Page excerpt section start

Founder of parent organization makes special appearance


As a kid, Jamie Howell often caught her mom and dad singing around the house. She picked up the hobby and hasn't stopped since.

Howell moved to Highlands Ranch four years ago and lives in a retirement community. She was having a difficult time finding a choir group that met during the day. Then she found Highlands Ranch Encore Chorale, a non-audition choir group for anyone 55 and older.

“I still have a voice at 92,” said Howell. “Which is miraculous — it's a blessing.”

Howell is one of more than 80 seniors who meet at Southridge Recreation Center on Friday mornings for an hour-long choir rehearsal. They warm up by breathing and swaying their arms. Brian Leatherman, an enthusiastic conductor and the founder, leads the group from the stage. Co-founder Cindy Runkel sits at a piano below.

After rehearsal, several members grab lunch at a nearby restaurant.

“The people love the social benefits,” said Runkle.

The group is an affiliate of Encore Creativity for Older Adults, founded in Washington D.C. in 2007 by Jeanne Kelly, a former opera singer. Kelly saw the need for such an organization when her parents moved into a retirement community.

Page excerpt section end
Provided material section start

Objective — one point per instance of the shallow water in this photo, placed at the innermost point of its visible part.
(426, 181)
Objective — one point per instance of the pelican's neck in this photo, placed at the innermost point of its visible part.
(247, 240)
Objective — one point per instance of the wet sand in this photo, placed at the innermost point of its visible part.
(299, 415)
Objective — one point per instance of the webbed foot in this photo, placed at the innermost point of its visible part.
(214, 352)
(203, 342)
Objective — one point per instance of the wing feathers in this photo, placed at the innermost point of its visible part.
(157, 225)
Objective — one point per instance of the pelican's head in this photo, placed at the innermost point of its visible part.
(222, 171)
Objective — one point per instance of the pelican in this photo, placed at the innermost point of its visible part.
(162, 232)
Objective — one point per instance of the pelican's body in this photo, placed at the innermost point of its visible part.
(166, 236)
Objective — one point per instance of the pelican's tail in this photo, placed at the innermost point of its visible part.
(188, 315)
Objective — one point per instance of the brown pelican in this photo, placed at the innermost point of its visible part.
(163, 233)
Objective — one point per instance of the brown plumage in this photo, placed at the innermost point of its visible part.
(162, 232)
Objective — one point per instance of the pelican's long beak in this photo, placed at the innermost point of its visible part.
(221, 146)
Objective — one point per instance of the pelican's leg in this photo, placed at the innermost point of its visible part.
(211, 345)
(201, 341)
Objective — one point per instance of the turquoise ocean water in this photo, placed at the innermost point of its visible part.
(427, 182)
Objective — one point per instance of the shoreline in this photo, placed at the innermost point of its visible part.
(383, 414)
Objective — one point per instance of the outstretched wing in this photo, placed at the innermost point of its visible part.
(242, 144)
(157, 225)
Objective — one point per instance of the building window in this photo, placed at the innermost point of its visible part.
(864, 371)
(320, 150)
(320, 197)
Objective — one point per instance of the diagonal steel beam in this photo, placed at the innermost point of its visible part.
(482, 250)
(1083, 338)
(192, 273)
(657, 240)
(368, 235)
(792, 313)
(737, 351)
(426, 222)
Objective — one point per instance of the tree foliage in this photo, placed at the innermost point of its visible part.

Provided material section end

• _What you need to do_
• a. In the choir article, where do the seniors meet for their Friday morning rehearsal?
• b. Carry the choir article further, picking up right after its last sentence.
The entries have no connection to the choir article.

• _Responses in order_
• a. Southridge Recreation Center.

• b.
“I was appalled at the music being offered,” said Kelly, who made a special appearance at Southridge on March 2, where she mingled with local singers. “As the voice ages, it changes. But that doesn't mean you don't go on singing.”

Kelly helped lead a three-year study at George Washington University that observed the overall health of 150 individuals ages 55 and older participating in professionally led choral groups. Results indicated fewer trips to the doctor's office and hospital, reduced depression, reduced medication use and better breathing, among other benefits.

Kelly's organization has grown to 1,800 singers in 21 choirs across Maryland, Washington D.C. and Virginia, with affiliate groups in Colorado, Ohio, Chicago and Pennsylvania.

Highlands Ranch Encore Chorale formed in 2015. Six months later, in response to requests for another location, South Suburban Parks and Recreation organized a Littleton group, which meets Mondays at Buck Community Recreation Center, 2004 W Powers Ave. In two years, it has grown to more than 90 people.

Both groups have a spring and fall session, which culminate in a performance for friends and family.

“Truly, it's one of my favorite things that we do,” said Nikki Crouse, active adult program manager at South Suburban. The group engages, supports, encourages and empowers its members, she said.

Members say the groups offer a sense of community and a social outlet that many might not have otherwise. Reasons for joining are mixed. Some members, like Howell, have been singing for decades. Others, like couple Dan and Julie Meyer, joined for fun.

“We've made more friends in this group than any other place,” said Julie Meyer, 65.